Records for pointing and labeling:

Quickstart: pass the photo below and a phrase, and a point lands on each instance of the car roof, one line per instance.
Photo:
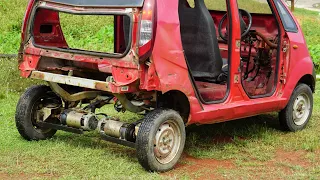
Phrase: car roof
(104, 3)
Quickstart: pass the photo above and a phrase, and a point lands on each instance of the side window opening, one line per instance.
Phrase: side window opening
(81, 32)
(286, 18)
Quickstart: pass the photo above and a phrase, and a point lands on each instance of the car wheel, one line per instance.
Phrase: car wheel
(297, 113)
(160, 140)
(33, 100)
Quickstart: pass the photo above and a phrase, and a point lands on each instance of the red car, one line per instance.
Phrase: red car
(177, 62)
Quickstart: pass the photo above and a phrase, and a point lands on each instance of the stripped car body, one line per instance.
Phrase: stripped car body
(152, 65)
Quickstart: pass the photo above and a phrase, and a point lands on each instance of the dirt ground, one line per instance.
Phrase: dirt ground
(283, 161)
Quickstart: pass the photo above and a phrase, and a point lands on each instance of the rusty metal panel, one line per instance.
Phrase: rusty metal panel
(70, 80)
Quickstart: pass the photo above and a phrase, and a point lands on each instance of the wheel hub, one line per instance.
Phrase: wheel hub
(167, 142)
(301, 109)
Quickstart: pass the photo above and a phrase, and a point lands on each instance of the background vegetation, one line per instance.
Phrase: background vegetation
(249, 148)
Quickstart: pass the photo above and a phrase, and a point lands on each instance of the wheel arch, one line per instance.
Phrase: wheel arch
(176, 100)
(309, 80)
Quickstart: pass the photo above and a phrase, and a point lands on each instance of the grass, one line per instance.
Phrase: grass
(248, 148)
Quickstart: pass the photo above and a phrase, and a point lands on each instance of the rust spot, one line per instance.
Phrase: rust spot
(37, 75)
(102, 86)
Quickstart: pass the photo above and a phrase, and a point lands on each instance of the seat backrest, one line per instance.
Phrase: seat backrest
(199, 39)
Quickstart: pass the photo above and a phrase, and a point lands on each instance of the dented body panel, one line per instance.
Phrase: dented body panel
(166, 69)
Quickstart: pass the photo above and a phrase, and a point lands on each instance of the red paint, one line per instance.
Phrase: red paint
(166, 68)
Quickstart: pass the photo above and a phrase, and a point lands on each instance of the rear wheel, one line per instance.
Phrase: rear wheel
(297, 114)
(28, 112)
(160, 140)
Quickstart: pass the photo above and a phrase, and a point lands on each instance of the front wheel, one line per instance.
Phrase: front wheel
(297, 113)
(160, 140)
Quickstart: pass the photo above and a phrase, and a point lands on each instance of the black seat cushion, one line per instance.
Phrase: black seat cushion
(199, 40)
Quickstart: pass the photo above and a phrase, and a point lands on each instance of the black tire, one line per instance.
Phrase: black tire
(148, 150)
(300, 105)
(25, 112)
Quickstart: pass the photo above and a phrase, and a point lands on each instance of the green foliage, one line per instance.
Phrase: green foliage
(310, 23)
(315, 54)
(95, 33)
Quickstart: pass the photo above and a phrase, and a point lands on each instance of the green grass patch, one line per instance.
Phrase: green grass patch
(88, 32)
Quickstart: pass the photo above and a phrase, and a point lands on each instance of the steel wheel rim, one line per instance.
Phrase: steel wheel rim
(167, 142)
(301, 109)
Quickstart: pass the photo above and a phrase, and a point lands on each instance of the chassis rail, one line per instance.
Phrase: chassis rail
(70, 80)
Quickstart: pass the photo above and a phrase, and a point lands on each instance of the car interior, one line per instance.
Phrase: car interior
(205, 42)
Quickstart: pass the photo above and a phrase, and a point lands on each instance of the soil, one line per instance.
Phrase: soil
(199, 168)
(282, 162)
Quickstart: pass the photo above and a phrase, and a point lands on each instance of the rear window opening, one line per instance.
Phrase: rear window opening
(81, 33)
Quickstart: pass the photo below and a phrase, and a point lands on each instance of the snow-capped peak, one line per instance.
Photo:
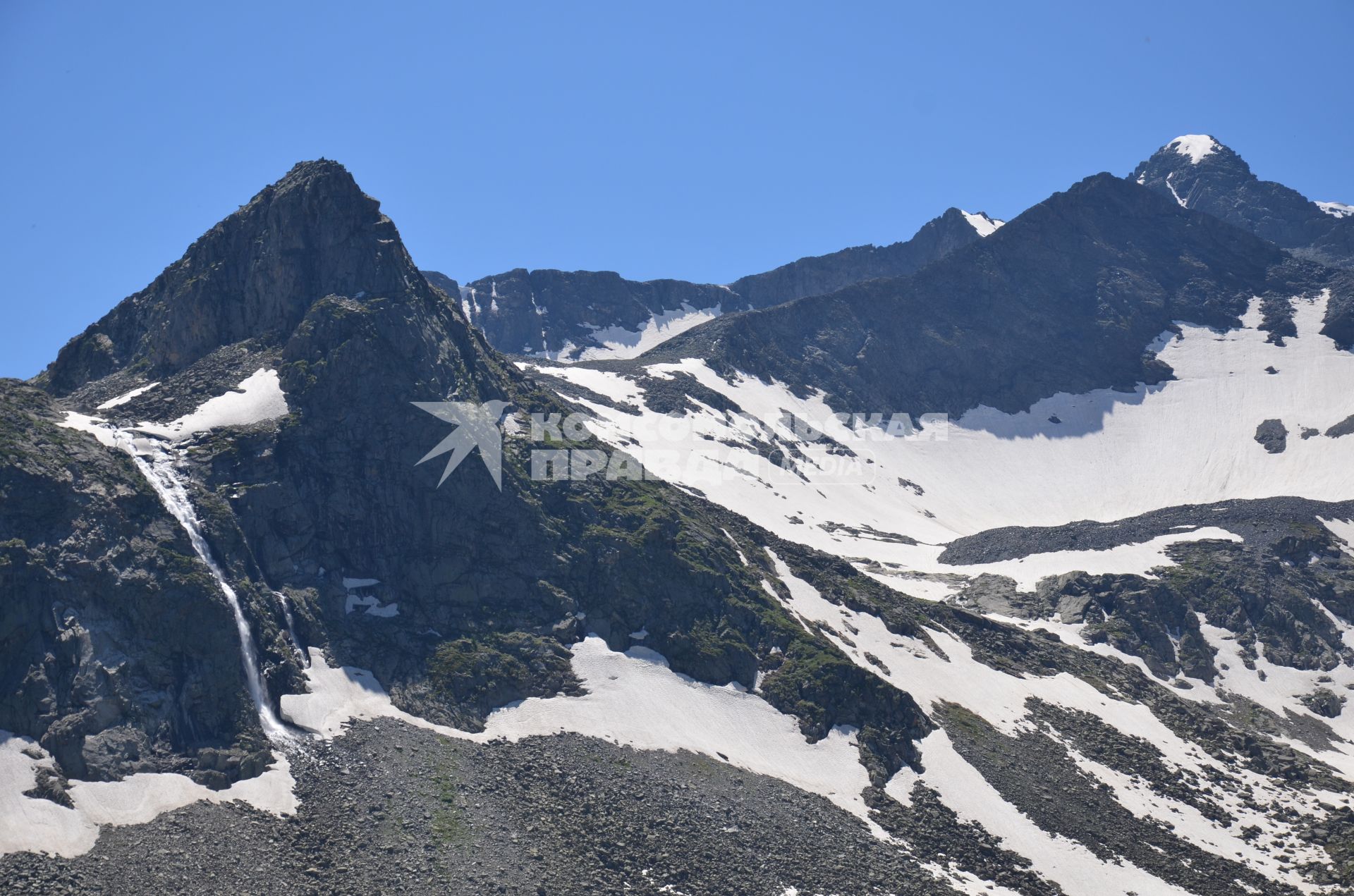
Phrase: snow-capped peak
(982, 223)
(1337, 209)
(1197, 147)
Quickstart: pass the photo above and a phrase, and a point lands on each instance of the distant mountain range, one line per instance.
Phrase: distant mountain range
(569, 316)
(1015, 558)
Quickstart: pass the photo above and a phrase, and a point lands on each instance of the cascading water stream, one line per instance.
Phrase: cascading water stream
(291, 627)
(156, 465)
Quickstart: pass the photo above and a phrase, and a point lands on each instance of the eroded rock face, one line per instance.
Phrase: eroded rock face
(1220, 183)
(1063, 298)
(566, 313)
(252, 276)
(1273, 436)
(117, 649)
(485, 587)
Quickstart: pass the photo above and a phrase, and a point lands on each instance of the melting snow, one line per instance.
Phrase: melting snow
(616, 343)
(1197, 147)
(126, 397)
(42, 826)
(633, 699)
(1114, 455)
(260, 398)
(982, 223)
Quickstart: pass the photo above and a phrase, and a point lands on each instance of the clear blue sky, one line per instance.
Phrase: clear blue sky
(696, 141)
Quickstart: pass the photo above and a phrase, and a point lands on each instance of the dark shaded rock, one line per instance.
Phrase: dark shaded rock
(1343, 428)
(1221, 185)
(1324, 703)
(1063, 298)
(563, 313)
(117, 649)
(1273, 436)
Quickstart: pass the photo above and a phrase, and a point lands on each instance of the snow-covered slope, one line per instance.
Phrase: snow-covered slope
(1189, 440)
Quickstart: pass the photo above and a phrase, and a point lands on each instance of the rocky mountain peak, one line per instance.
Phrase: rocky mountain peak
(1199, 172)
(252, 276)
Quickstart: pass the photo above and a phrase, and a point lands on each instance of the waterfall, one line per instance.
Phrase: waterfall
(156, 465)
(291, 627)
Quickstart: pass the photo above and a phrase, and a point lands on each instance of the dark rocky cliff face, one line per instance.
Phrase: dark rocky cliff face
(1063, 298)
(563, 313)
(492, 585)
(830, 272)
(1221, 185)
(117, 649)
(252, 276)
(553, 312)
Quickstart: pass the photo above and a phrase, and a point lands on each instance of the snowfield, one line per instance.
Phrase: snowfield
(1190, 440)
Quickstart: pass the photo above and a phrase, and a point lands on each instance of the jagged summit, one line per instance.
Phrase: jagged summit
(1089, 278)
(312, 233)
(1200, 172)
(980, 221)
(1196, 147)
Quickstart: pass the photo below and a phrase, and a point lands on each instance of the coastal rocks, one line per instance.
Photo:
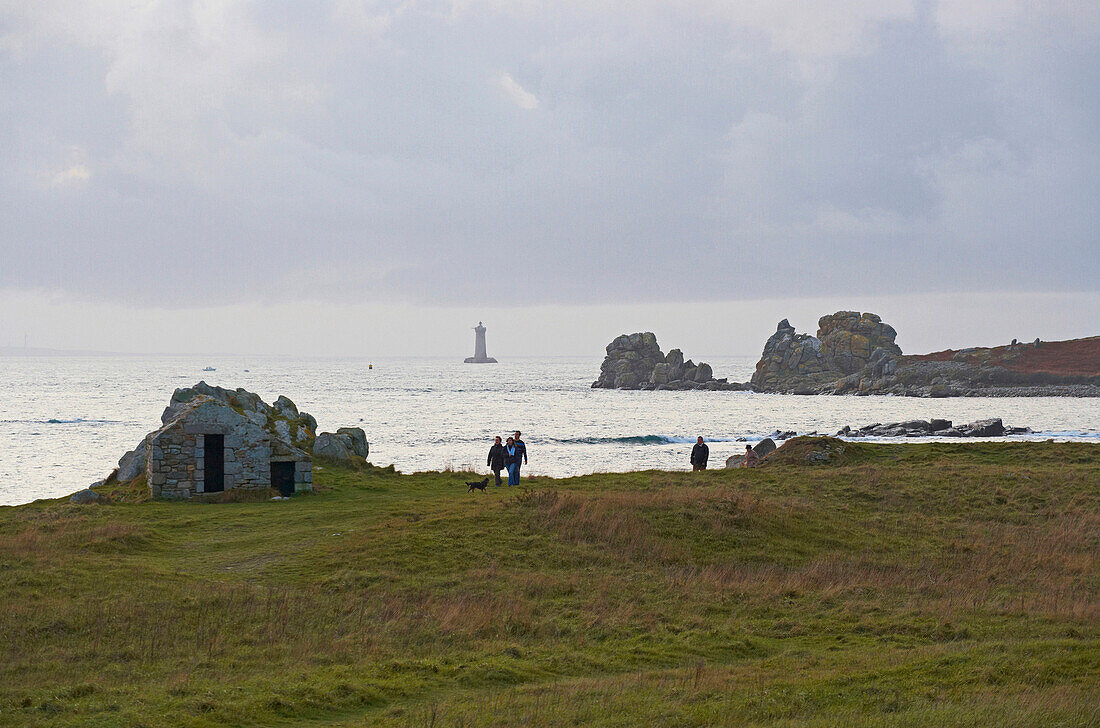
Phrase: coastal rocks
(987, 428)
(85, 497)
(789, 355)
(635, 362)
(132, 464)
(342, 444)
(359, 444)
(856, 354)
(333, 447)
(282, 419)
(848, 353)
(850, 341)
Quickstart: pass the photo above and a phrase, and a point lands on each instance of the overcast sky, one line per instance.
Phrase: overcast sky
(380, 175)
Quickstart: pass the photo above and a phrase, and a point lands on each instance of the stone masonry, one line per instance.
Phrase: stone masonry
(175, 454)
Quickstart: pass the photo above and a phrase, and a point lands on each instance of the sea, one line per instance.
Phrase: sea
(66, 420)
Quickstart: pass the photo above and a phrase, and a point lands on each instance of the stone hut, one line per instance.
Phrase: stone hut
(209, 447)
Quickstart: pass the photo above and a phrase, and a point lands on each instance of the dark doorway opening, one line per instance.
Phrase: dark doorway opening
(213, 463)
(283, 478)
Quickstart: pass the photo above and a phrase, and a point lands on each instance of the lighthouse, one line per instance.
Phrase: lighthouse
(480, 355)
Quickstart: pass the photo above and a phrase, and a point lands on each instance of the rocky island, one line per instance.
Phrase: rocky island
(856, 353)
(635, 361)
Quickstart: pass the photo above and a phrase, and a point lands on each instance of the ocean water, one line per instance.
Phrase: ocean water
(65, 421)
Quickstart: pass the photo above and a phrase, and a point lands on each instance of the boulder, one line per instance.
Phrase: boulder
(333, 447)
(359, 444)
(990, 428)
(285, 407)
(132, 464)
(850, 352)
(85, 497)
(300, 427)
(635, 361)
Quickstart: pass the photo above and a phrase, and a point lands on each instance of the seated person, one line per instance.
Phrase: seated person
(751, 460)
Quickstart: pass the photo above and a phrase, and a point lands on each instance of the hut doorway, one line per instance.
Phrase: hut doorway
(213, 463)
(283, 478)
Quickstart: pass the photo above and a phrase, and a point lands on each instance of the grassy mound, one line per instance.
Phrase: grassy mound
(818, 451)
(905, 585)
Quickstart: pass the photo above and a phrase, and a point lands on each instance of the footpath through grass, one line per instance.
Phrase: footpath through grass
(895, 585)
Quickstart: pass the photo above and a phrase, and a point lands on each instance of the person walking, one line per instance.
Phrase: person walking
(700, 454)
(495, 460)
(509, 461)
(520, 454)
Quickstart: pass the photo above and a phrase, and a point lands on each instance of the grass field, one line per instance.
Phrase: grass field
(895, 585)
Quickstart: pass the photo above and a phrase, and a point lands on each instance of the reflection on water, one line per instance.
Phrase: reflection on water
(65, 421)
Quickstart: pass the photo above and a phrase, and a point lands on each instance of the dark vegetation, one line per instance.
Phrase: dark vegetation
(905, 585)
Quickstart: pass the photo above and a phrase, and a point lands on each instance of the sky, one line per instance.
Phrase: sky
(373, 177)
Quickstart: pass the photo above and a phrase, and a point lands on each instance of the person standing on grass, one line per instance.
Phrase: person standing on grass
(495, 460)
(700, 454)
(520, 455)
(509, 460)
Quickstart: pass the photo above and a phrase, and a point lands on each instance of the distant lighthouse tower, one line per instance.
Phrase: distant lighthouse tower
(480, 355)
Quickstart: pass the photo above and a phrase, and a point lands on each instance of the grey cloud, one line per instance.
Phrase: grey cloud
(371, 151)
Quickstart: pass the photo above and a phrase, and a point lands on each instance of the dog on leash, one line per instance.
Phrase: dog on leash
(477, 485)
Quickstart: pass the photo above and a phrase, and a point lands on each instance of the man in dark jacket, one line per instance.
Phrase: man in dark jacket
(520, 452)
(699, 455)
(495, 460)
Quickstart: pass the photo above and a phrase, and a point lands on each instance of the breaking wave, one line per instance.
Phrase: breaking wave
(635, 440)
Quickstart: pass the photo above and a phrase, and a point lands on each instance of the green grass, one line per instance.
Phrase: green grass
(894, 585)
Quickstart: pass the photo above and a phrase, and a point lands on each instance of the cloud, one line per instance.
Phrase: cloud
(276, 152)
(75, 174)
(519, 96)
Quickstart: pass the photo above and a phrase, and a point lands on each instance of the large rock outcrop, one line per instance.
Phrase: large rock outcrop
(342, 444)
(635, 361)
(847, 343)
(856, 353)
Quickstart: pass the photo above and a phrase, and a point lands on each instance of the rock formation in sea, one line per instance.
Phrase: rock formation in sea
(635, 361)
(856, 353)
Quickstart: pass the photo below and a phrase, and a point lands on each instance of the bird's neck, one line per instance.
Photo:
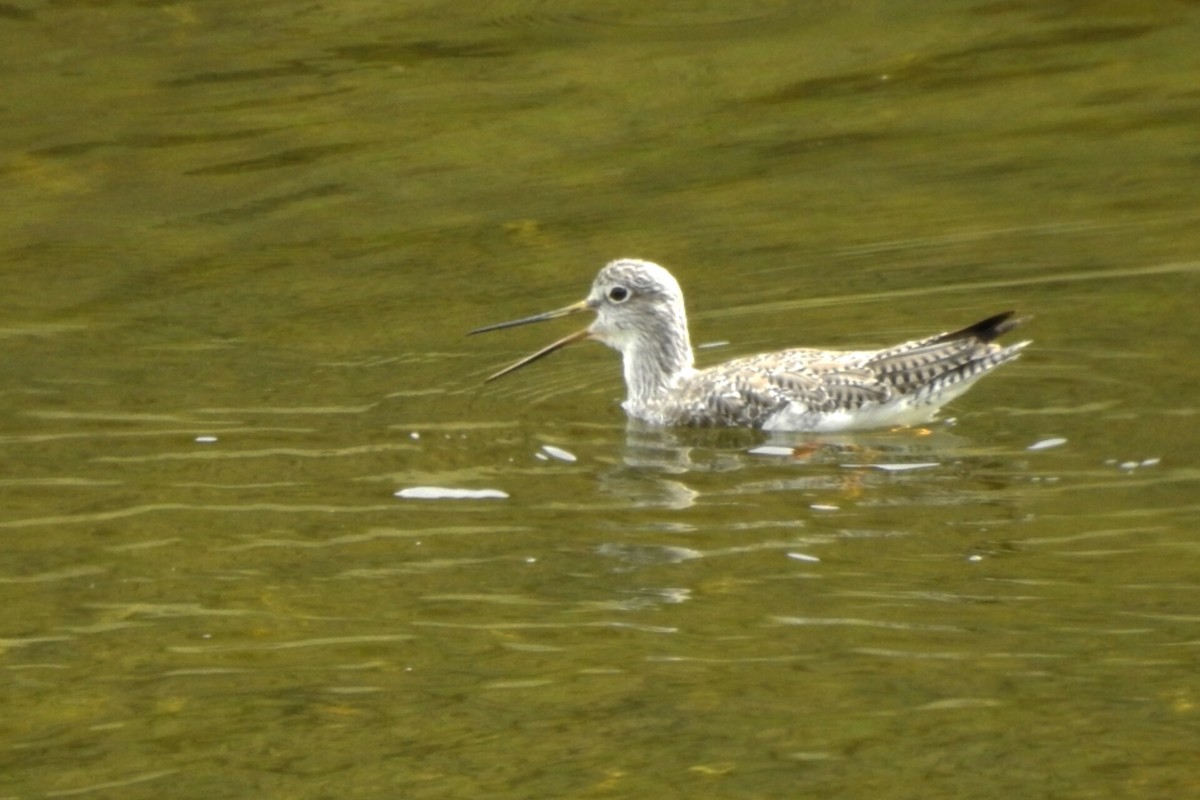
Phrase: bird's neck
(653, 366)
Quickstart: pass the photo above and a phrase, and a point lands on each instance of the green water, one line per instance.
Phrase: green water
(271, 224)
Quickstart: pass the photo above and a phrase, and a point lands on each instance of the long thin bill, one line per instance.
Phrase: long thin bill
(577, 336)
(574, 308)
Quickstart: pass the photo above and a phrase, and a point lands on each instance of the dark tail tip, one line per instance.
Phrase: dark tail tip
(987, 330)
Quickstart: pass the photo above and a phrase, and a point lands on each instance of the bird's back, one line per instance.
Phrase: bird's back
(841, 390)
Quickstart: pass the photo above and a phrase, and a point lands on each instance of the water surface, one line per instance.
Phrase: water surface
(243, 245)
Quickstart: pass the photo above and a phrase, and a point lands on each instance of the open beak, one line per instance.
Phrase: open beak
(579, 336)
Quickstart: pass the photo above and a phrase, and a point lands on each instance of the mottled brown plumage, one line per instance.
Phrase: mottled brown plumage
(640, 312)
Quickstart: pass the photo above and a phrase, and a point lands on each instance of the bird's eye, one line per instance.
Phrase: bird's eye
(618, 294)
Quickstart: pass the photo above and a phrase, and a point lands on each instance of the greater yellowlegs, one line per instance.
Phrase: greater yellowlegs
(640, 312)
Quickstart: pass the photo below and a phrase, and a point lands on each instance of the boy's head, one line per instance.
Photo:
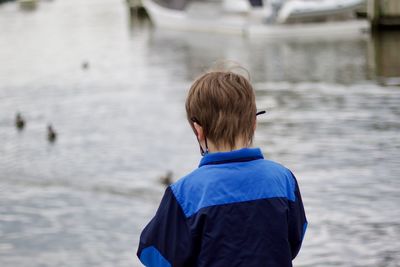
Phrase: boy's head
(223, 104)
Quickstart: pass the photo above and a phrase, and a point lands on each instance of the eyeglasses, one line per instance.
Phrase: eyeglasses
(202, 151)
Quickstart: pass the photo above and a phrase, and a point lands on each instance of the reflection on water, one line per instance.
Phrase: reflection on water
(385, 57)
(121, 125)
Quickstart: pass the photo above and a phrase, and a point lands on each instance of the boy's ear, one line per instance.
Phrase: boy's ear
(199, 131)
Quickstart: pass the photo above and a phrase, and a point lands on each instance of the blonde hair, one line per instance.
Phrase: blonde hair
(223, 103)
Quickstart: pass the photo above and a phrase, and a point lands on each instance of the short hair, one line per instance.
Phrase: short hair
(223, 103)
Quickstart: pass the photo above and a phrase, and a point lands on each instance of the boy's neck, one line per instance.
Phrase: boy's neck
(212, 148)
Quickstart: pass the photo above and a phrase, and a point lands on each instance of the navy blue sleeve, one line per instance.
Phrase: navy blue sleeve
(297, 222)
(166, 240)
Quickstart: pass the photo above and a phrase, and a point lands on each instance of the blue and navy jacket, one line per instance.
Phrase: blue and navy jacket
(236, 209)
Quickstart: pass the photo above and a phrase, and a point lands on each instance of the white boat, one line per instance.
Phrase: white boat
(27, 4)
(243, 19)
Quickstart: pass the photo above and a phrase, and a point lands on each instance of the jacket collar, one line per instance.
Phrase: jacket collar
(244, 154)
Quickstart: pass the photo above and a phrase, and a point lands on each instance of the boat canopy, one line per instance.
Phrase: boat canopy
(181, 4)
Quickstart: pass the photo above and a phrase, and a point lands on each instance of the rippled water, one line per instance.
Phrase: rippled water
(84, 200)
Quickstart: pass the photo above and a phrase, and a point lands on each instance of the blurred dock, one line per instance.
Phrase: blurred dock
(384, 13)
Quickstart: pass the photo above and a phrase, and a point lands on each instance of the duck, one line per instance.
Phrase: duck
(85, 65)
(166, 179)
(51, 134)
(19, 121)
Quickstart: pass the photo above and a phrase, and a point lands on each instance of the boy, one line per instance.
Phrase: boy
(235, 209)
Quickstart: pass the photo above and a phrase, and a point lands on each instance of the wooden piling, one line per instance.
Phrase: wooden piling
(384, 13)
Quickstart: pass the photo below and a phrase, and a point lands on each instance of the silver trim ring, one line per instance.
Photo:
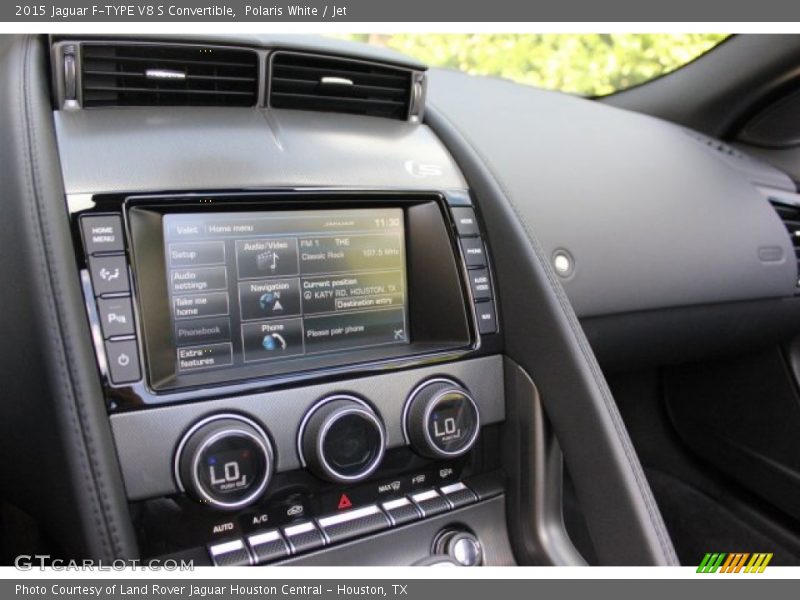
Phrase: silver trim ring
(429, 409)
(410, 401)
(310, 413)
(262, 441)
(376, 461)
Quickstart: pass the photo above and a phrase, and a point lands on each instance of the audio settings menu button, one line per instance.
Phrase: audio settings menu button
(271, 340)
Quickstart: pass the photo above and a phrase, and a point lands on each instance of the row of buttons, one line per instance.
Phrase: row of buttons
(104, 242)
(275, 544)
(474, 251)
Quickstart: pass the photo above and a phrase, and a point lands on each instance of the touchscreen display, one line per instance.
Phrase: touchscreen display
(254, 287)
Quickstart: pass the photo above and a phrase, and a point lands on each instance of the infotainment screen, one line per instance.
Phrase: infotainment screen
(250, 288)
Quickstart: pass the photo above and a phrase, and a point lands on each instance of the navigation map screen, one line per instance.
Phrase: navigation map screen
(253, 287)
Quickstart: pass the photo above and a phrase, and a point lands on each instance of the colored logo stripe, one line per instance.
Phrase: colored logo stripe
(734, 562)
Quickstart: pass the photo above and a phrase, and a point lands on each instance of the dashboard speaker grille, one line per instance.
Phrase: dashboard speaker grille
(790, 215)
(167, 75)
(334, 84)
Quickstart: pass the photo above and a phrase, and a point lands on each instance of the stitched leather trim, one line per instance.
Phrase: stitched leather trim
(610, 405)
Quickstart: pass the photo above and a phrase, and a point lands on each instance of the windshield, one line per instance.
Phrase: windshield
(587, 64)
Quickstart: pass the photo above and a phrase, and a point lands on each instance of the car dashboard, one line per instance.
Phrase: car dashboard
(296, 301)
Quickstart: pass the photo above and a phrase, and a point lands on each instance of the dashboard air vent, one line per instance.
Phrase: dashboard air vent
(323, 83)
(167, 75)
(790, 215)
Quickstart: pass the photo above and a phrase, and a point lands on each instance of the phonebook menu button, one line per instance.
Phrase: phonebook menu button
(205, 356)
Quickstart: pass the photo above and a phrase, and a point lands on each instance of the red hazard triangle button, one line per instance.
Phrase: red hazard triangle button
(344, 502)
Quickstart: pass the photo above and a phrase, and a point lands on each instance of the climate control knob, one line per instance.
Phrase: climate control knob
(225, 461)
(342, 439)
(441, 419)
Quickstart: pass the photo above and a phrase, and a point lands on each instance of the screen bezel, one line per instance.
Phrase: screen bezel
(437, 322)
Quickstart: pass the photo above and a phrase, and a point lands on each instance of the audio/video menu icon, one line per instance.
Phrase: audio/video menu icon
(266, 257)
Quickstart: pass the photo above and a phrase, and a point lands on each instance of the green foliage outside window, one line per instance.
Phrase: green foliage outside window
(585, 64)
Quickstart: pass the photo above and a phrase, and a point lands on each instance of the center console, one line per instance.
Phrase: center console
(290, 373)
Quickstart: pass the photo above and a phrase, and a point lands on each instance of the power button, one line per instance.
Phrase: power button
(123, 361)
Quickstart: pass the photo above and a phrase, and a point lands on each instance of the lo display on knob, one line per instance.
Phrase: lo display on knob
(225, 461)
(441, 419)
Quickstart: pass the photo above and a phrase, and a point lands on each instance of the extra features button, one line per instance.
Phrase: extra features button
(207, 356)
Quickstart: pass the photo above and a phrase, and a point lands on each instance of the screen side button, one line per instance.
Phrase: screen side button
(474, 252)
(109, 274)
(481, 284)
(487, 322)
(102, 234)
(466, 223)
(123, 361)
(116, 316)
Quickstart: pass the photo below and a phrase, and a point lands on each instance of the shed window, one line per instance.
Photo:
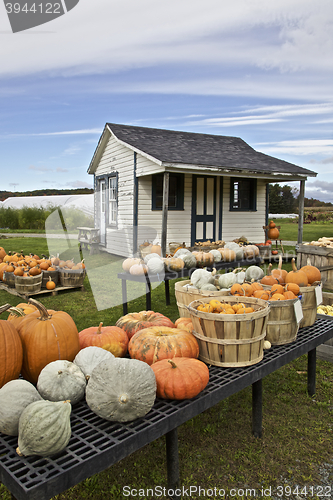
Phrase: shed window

▶ Task goal:
Starting with the line that contains "blue sky, one line per instance." and continuing through the line that contains "(1196, 147)", write those lines out again with "waterfall" swapped for "cascade" and nothing else changed.

▶ The answer:
Quickstart: pass the photo above and a phrase, and a point lands on each instance of the clear blue sky, one line per instance.
Phrase: clear blue sky
(696, 141)
Quickstart: pass the photo above and a phrase, and a point lands on each instance of the dark shaded rock, one line per instance.
Phrase: dark shaded rock
(1343, 428)
(1221, 185)
(1324, 703)
(1063, 298)
(563, 313)
(117, 649)
(1273, 436)
Quickstart: pass the photo above and a phrase, and a point lands on each instance of the snow-covered slope, one line per instance.
Phrase: snow-covered slope
(1189, 440)
Quickstart: pass the photo above and a phrase, and a point lands on each instance of the rocky mountain peak, one line per instance.
Phrase: rocky mountain peak
(1199, 172)
(252, 276)
Quickstart: pass the photo above and a phrase, and a point lands on each instance of the cascade, one line per instance.
Phrase: cascade
(156, 465)
(291, 627)
Quickstart: pass the photo above and a phrase, and a point lands on each instance of the dark rocky cliff face, one line per instance.
Phrase: dark rocky cliff face
(1063, 298)
(563, 313)
(492, 585)
(830, 272)
(1221, 185)
(117, 649)
(252, 276)
(553, 312)
Quickstart: pass the photo above and a phrase, and a point lands on each instance of the snowfield, one line per instance.
Phrase: snowfield
(1190, 440)
Quickstart: pass the photo above and a phrase, and a point lands on each instance of the jagged summit, one line per instance.
Phrase: jagged summit
(1089, 278)
(312, 233)
(1200, 172)
(980, 221)
(1196, 147)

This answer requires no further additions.